Supplied information =>
■ ■ ■ ■ ■
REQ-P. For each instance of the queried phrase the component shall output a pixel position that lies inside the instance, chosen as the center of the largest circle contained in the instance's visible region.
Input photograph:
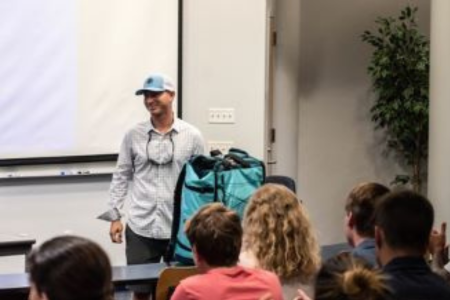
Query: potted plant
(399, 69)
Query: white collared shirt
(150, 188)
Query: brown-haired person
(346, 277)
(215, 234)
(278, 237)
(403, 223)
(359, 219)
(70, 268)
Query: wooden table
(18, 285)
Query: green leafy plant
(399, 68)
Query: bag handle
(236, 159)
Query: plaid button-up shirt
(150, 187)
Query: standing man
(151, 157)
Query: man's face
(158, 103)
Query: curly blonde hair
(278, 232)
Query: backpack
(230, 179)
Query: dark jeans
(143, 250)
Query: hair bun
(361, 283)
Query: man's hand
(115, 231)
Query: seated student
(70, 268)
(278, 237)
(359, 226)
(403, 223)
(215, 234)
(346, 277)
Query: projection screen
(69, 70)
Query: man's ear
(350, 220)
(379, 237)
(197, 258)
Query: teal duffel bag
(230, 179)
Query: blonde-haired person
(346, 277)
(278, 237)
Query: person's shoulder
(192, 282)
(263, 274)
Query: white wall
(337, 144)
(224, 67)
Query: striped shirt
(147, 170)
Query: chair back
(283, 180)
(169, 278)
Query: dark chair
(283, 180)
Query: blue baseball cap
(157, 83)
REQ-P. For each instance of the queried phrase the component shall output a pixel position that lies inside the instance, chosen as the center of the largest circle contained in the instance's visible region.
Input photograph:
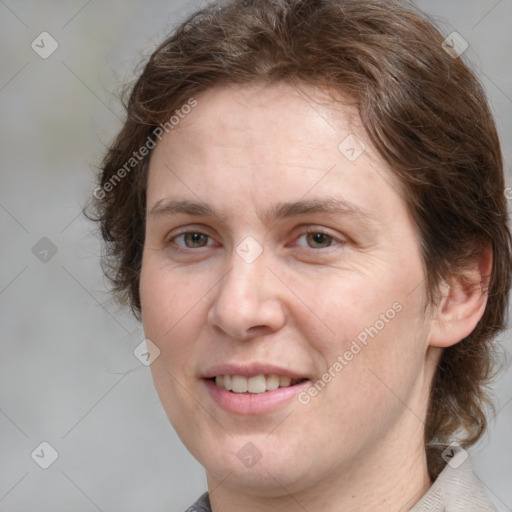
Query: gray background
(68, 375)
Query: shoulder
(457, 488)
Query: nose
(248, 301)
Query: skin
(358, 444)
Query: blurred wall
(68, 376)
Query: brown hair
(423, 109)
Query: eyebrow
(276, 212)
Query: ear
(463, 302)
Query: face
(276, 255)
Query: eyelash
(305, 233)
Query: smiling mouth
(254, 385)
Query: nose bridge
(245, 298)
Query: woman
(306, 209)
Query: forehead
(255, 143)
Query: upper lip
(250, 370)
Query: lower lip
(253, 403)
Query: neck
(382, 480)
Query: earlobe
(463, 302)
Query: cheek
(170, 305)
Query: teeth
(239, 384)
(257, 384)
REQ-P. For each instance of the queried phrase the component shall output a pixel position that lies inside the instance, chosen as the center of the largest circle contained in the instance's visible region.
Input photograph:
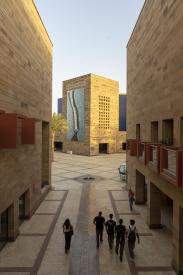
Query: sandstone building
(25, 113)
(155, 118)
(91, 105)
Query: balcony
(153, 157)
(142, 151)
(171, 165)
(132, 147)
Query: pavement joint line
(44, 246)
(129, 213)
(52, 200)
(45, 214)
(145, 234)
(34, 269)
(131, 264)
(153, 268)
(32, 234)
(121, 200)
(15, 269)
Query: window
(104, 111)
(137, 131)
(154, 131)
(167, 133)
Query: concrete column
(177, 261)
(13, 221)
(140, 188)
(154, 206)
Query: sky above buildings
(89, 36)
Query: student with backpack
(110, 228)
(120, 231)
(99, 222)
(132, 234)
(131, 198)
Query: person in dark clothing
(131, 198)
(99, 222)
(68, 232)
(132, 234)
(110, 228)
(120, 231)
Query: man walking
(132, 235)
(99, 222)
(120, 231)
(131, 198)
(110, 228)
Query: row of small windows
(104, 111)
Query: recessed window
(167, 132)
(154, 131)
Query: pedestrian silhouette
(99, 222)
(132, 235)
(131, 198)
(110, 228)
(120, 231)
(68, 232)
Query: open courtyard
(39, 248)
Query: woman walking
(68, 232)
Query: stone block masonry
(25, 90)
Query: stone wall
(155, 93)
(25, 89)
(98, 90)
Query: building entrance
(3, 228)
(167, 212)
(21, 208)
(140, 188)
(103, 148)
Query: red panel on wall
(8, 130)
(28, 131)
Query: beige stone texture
■ ■ ■ ■ ■
What the task requires =>
Starting at the line that contains "Query: row of small windows" and ending at the last line of the items, both included, recast those lines as a JSON list of strings with one string per line and no blank lines.

Solution for this problem =>
[
  "Query: row of small windows",
  "(104, 111)",
  "Query: recessed window",
  "(167, 132)",
  "(154, 131)",
  "Query: pedestrian silhouette",
  "(99, 222)",
  "(132, 235)",
  "(131, 198)",
  "(110, 228)",
  "(120, 231)",
  "(68, 232)",
  "Query: open courtyard",
  "(39, 248)",
  "Query: woman walking",
  "(68, 232)",
  "Query: stone block masonry",
  "(25, 90)",
  "Query: stone wall",
  "(155, 93)",
  "(25, 89)",
  "(98, 90)",
  "Query: building entrance",
  "(3, 228)",
  "(167, 212)",
  "(21, 208)",
  "(140, 188)",
  "(103, 148)",
  "Query: red panel on wall",
  "(8, 130)",
  "(28, 131)",
  "Query: beige stone texture"
]